### Records shown:
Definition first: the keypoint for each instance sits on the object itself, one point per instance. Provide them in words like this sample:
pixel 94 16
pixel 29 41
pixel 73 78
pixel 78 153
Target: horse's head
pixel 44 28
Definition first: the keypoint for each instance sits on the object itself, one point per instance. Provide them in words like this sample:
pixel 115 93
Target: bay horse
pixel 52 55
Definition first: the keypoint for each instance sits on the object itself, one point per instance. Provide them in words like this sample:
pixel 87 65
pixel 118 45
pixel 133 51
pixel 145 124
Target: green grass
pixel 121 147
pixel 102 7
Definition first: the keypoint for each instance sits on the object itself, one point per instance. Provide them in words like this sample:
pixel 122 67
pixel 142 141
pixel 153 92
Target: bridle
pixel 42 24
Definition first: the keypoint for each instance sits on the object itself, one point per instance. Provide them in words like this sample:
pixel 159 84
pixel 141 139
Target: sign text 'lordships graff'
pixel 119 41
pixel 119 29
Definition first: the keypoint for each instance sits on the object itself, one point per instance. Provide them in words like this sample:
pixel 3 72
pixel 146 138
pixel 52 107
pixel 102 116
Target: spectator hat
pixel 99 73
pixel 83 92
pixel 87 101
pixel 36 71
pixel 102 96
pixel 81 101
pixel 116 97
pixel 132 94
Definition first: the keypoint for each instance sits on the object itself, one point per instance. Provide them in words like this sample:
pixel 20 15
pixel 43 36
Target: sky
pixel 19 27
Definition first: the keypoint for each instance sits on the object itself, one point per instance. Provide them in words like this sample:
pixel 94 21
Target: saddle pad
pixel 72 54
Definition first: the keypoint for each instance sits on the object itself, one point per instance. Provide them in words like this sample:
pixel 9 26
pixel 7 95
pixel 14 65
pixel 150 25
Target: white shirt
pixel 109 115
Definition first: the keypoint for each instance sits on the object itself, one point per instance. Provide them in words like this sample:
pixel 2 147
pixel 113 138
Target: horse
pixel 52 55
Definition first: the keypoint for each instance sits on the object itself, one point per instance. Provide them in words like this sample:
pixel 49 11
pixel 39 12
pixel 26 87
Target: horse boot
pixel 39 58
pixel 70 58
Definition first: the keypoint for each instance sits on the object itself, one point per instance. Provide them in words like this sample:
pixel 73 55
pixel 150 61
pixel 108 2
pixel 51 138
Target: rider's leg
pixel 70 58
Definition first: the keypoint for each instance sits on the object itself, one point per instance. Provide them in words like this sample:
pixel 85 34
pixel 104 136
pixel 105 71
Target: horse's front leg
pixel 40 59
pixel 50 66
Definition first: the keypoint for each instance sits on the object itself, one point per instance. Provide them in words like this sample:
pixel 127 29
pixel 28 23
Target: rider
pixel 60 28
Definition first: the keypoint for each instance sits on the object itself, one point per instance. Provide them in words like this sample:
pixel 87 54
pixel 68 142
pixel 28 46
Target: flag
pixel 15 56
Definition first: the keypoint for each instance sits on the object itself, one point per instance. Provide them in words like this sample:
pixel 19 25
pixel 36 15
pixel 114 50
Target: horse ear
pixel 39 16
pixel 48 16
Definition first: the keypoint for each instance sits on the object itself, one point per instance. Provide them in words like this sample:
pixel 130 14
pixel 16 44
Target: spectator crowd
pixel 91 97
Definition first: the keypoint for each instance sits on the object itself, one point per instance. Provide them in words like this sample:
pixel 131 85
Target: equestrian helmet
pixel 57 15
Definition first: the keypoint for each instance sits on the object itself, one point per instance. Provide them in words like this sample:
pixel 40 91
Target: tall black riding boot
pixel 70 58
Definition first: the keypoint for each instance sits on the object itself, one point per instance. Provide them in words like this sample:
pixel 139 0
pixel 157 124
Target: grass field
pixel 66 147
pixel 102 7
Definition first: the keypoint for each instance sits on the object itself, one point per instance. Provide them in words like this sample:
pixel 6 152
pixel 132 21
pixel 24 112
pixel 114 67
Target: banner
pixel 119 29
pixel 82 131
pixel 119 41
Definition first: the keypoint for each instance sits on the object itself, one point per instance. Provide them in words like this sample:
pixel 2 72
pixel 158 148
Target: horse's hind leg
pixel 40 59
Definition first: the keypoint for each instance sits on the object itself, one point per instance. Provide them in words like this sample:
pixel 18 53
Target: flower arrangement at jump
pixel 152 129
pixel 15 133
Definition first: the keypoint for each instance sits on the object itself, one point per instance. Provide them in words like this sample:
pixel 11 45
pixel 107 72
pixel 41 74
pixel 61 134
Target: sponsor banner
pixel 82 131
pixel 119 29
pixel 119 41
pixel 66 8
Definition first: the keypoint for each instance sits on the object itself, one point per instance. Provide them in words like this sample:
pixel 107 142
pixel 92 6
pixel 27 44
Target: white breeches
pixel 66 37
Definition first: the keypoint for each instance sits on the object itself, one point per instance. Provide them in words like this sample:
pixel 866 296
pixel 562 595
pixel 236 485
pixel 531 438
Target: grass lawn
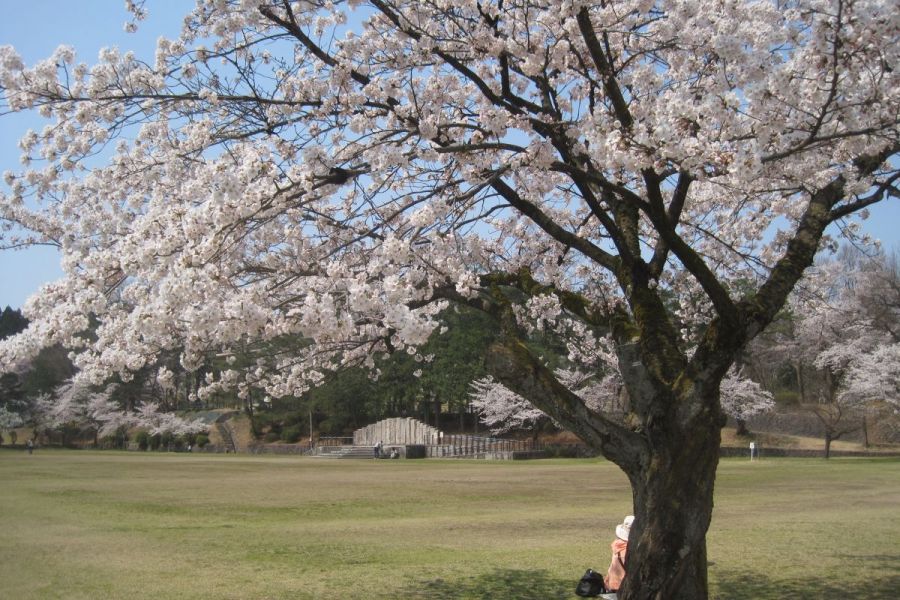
pixel 80 524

### Set problem:
Reproduce every one of the entries above word for word, omitting the picture.

### Exercise response:
Definition first: the keypoint for each instance sits on the object itself, one point per instance. Provide them in words like this sample:
pixel 94 16
pixel 29 41
pixel 73 78
pixel 78 153
Target: horse's head
pixel 44 28
Definition first: the keypoint for each instance sits on the object itself, one point per instance. Provide them in words like this sample:
pixel 115 93
Target: bay horse
pixel 52 55
Definition first: the keypoint for each instance sits on the object itself, one point per instance. Provide them in words like this sample:
pixel 87 65
pixel 118 45
pixel 133 51
pixel 145 124
Target: green grass
pixel 121 147
pixel 102 7
Definition first: the keypoint for each instance sits on the object itself, one point per instance. Provide them in words like this sample:
pixel 122 67
pixel 142 141
pixel 153 92
Target: bridle
pixel 42 24
Definition first: the keypoint for each instance sits on the object itself, one point per instance. Provide them in words like this sample:
pixel 159 84
pixel 141 139
Target: sign text 'lordships graff'
pixel 119 41
pixel 119 29
Definition first: the keypoint for each instance sits on the object itself, one point per instance. Provide them in words like this sample:
pixel 3 72
pixel 146 138
pixel 52 107
pixel 102 116
Target: spectator hat
pixel 99 73
pixel 83 92
pixel 87 101
pixel 36 71
pixel 102 96
pixel 81 101
pixel 116 97
pixel 132 94
Definition first: the keypoint for each instance sits on the object itself, one point per instance. Provide them in words like this sample:
pixel 20 15
pixel 43 36
Target: sky
pixel 19 27
Definition first: the keypoint for each instance sits on the object itself, one point per instance. Provide them in words like this sample:
pixel 94 21
Target: saddle pad
pixel 72 54
Definition first: the keypoint for each instance sits on the object itself, one point per instance. Provide them in words like this sample:
pixel 9 26
pixel 7 95
pixel 14 65
pixel 150 25
Target: white shirt
pixel 109 115
Definition first: the keypoint for each instance sits on the object itself, one point per instance. Provide them in words like this sample:
pixel 2 147
pixel 113 138
Target: horse
pixel 52 55
Definition first: the keypoint for each instance sits on the object itself, one point per instance. Provide them in words like this sample:
pixel 49 11
pixel 39 12
pixel 26 87
Target: horse boot
pixel 39 58
pixel 70 58
Definition first: the keypoint for each instance sits on the object itself, one point per instance. Provide them in words like this sample:
pixel 73 55
pixel 150 61
pixel 108 2
pixel 51 138
Target: rider's leg
pixel 70 58
Definition first: the keypoint for each instance sits on the object itself, one point per instance. Provide them in words like this sample:
pixel 85 34
pixel 104 136
pixel 105 71
Target: horse's front leg
pixel 40 59
pixel 50 66
Definition first: the keypoint for each instance sits on the object itself, one point per instance. Provide them in words like this sample:
pixel 127 29
pixel 28 23
Target: rider
pixel 60 28
Definition first: the keypoint for each instance sits on the object itself, one point per instance. Provide them in words like this sample:
pixel 87 54
pixel 68 142
pixel 28 46
Target: flag
pixel 15 56
Definition first: the keypoint for each instance sits on the object itself, one point per instance. Provide them in words like this sample:
pixel 19 25
pixel 36 15
pixel 114 50
Target: horse ear
pixel 39 16
pixel 48 16
Definition first: the keypoint for each instance sits on the object itself, one point per instance. Provide them in words like this sample:
pixel 130 14
pixel 16 44
Target: spectator crowd
pixel 91 97
Definition first: the keypoint for each instance sits on the object itself, one point per instance. Provide them in words like this sample:
pixel 131 85
Target: equestrian helmet
pixel 57 15
Definition first: the keypoint for each instance sits on the object itself, one point per instance. Provide them in words like this sample:
pixel 40 91
Target: tall black riding boot
pixel 70 58
Definition first: the keypoint for each instance sits on the object itself, one point per instance. Provide them in words like this sample:
pixel 139 0
pixel 157 124
Target: grass field
pixel 66 147
pixel 102 7
Definition first: the keypoint for each instance sits on the object itself, one point per instance. Provide them in words like this sample:
pixel 6 152
pixel 132 21
pixel 24 112
pixel 114 67
Target: banner
pixel 119 29
pixel 82 131
pixel 119 41
Definition first: the keypoint for each instance sits on the object itself, one point per instance. Provide them in words like this sample:
pixel 2 72
pixel 158 148
Target: horse's hind leg
pixel 40 59
Definition first: the keypoint for each instance sits on the object itself, one point per instance. Provide them in words like this sample:
pixel 18 53
Target: flower arrangement at jump
pixel 152 129
pixel 15 133
Definition first: the keypoint for each instance sits on the object itself, one point per instance. Provide them in words like this sample:
pixel 11 45
pixel 107 72
pixel 41 74
pixel 61 134
Target: sponsor banner
pixel 82 131
pixel 119 29
pixel 119 41
pixel 66 8
Definition first: the keypoint for each instance sits on the object itself, one point per instance. Provide them in words like this sample:
pixel 107 142
pixel 92 6
pixel 27 44
Target: white breeches
pixel 66 37
Definition first: the keypoint for each instance sits on the object itself, one point per instance. Provide them in words like this sample:
pixel 866 296
pixel 562 595
pixel 236 485
pixel 531 438
Target: grass lawn
pixel 80 524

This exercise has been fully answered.